Image entries on named regions »
================================

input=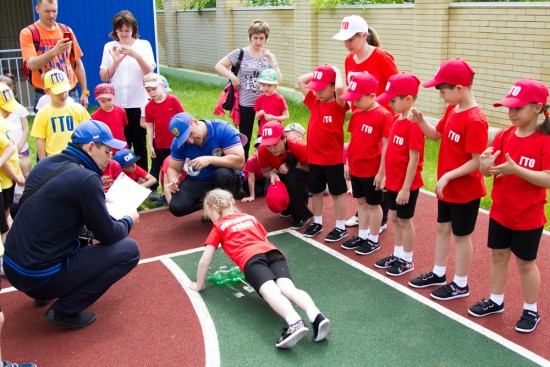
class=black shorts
[244,250,292,294]
[0,190,10,234]
[308,163,348,195]
[384,189,420,219]
[351,175,384,205]
[2,183,15,214]
[487,218,544,261]
[437,199,481,236]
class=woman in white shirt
[99,10,156,171]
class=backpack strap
[27,23,40,51]
[57,23,76,70]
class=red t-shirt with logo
[124,165,149,182]
[385,115,425,192]
[254,93,288,131]
[436,105,489,204]
[243,153,264,181]
[344,47,398,114]
[145,94,185,149]
[258,137,308,169]
[304,90,349,166]
[92,106,128,154]
[350,106,392,178]
[208,213,284,272]
[490,127,550,230]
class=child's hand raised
[489,151,519,178]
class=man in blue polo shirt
[164,112,245,217]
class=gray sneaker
[325,228,348,242]
[374,255,398,269]
[304,223,323,238]
[275,320,309,349]
[355,238,380,255]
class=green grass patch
[24,75,550,230]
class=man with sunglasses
[4,120,140,329]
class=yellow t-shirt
[31,103,91,156]
[0,129,21,191]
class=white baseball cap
[332,15,369,41]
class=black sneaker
[516,310,540,333]
[279,208,290,218]
[386,259,414,277]
[311,313,330,342]
[304,223,323,238]
[468,298,504,317]
[430,282,470,301]
[275,320,309,348]
[44,307,96,330]
[409,271,447,288]
[355,238,380,255]
[374,255,398,269]
[325,228,348,242]
[290,218,311,229]
[340,236,367,250]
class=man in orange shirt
[19,0,90,108]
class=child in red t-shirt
[341,71,392,255]
[242,137,268,203]
[92,83,128,154]
[143,73,185,200]
[374,73,425,276]
[254,69,289,135]
[190,189,330,348]
[298,64,349,242]
[113,148,157,188]
[408,58,489,301]
[468,79,550,333]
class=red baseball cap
[376,72,420,103]
[306,64,336,91]
[265,181,290,213]
[493,79,548,108]
[94,83,115,101]
[260,120,285,145]
[422,58,475,88]
[340,71,378,102]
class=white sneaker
[344,215,359,227]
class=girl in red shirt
[468,79,550,333]
[190,189,330,348]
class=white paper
[105,172,151,219]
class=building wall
[157,0,550,127]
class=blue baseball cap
[169,112,193,148]
[113,148,141,168]
[72,119,126,149]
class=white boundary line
[160,258,220,367]
[280,229,550,367]
[0,227,550,367]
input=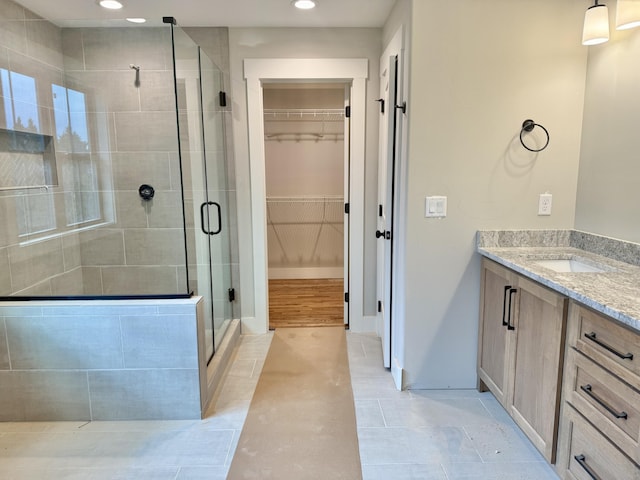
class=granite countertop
[477,230,640,331]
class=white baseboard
[269,267,344,280]
[349,316,376,333]
[240,317,269,335]
[391,357,404,390]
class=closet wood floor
[269,278,344,330]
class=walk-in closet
[263,83,348,329]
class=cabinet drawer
[565,349,640,462]
[557,406,640,480]
[570,303,640,375]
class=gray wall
[575,2,640,242]
[396,0,586,388]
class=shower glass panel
[172,25,233,359]
[199,49,233,349]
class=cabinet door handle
[502,285,511,327]
[580,384,627,420]
[573,455,601,480]
[507,288,518,330]
[584,332,633,360]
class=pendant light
[616,0,640,30]
[582,0,609,45]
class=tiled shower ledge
[477,230,640,331]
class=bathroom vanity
[478,230,640,480]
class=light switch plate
[424,195,447,218]
[538,193,553,215]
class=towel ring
[520,119,549,153]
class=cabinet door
[478,259,513,407]
[508,277,567,463]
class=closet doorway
[263,82,350,330]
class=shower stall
[0,4,239,421]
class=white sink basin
[536,258,610,273]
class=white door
[343,85,351,328]
[375,26,403,378]
[376,56,397,368]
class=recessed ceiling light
[98,0,122,10]
[291,0,317,10]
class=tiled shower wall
[0,0,76,295]
[0,0,238,296]
[62,27,187,295]
[0,297,207,421]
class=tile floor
[0,333,558,480]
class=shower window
[0,69,56,237]
[51,84,102,227]
[0,69,40,133]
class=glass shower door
[172,25,233,361]
[199,49,234,356]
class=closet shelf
[264,108,344,122]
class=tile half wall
[0,297,234,421]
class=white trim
[244,58,369,333]
[350,315,377,334]
[240,317,266,335]
[269,267,344,280]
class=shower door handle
[200,202,222,235]
[209,202,222,235]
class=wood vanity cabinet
[478,258,568,463]
[556,302,640,480]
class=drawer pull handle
[502,285,512,327]
[580,384,627,420]
[584,332,633,360]
[507,288,518,330]
[573,455,601,480]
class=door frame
[244,58,369,333]
[376,25,406,390]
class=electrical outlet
[538,193,552,215]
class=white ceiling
[16,0,395,27]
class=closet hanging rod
[0,185,49,192]
[263,108,344,122]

================================

Aim »
The data should be printed again unchanged; leave its pictures out.

Solution to the problem »
input=
class=black shorts
[244,250,292,294]
[0,190,10,234]
[308,163,348,195]
[384,189,420,219]
[351,175,384,205]
[2,183,15,214]
[487,218,544,261]
[437,199,481,236]
class=woman in white shirt
[99,10,156,171]
class=backpack strap
[27,23,40,51]
[57,23,76,70]
class=red t-shirt with logo
[124,165,149,182]
[385,115,425,192]
[254,93,288,131]
[436,105,489,204]
[243,153,264,181]
[344,47,398,114]
[145,94,185,149]
[258,137,308,169]
[304,90,349,166]
[92,106,128,154]
[350,106,392,178]
[208,213,284,272]
[490,127,550,230]
class=child's hand raised
[489,151,519,178]
class=man in blue polo shirt
[164,112,245,217]
class=gray sneaker
[325,228,348,242]
[374,255,398,269]
[304,223,323,238]
[275,320,309,349]
[355,238,380,255]
class=green grass patch
[24,75,550,230]
class=man with sunglasses
[4,120,140,329]
class=yellow t-shirt
[31,103,91,156]
[0,129,21,191]
class=white baseball cap
[332,15,369,41]
class=black sneaker
[516,310,540,333]
[279,208,290,218]
[386,259,414,277]
[311,313,330,342]
[304,223,323,238]
[468,298,504,317]
[430,282,470,301]
[275,320,309,348]
[44,307,96,330]
[409,271,447,288]
[355,238,380,255]
[374,255,398,269]
[325,228,348,242]
[290,218,311,229]
[340,236,367,250]
class=man in orange shirt
[19,0,90,108]
class=child in red t-shirt
[341,71,392,255]
[242,137,268,203]
[92,83,128,154]
[143,73,185,200]
[374,73,425,276]
[254,69,289,135]
[190,189,330,348]
[298,64,349,242]
[113,148,157,188]
[408,58,489,301]
[468,79,550,333]
class=red baseball cap
[376,72,420,103]
[306,64,336,91]
[265,181,290,213]
[493,79,548,108]
[94,83,115,101]
[260,120,285,145]
[422,58,475,88]
[340,71,378,102]
class=white sneaker
[344,215,359,227]
class=girl in red shirt
[468,79,550,333]
[190,189,330,348]
class=white paper
[105,172,151,219]
class=building wall
[157,0,550,127]
class=blue baseball cap
[169,112,193,148]
[113,148,141,168]
[72,119,126,149]
class=white boundary line
[160,258,220,367]
[280,229,550,367]
[0,227,550,367]
input=
class=granite countertop
[477,230,640,331]
class=white baseboard
[269,267,344,280]
[349,316,376,333]
[240,317,269,335]
[391,357,404,390]
class=closet wood floor
[269,278,344,330]
class=walk-in closet
[263,83,348,329]
class=cabinet drawer
[565,349,640,462]
[557,406,640,480]
[570,303,640,375]
class=gray wall
[575,2,640,242]
[396,0,586,388]
class=shower glass panel
[172,25,233,359]
[199,49,233,349]
class=cabinet door handle
[502,285,511,327]
[580,384,627,420]
[573,455,601,480]
[507,288,518,330]
[584,332,633,360]
class=pendant light
[616,0,640,30]
[582,0,609,45]
class=tiled shower ledge
[477,230,640,331]
class=bathroom vanity
[478,230,640,480]
class=light switch plate
[424,195,447,218]
[538,193,553,215]
class=towel ring
[520,119,549,153]
class=cabinet door
[478,259,513,407]
[508,277,567,463]
class=closet doorway
[263,82,350,330]
class=shower stall
[0,4,239,421]
class=white sink basin
[536,258,610,273]
class=white door
[343,85,351,328]
[375,26,403,378]
[376,56,397,368]
class=recessed ceiling light
[98,0,122,10]
[291,0,317,10]
class=tiled shower wall
[0,0,76,295]
[0,0,238,296]
[62,27,187,295]
[0,297,207,421]
class=tile floor
[0,333,558,480]
class=shower window
[0,69,56,237]
[51,84,102,227]
[0,69,40,133]
class=glass shower door
[172,25,233,361]
[199,49,234,356]
class=closet shelf
[264,108,344,122]
class=tile half wall
[0,297,234,421]
class=white trim
[244,58,369,333]
[350,315,377,334]
[240,317,266,335]
[269,267,344,280]
class=shower door handle
[200,202,222,235]
[209,202,222,235]
class=wood vanity cabinet
[478,258,568,463]
[556,302,640,480]
class=drawer pull handle
[502,285,512,327]
[580,384,627,420]
[584,332,633,360]
[507,288,518,330]
[573,455,601,480]
class=door frame
[244,58,369,333]
[376,25,406,390]
class=electrical outlet
[538,193,552,215]
class=white ceiling
[16,0,395,27]
class=closet hanging rod
[0,185,49,192]
[263,108,344,122]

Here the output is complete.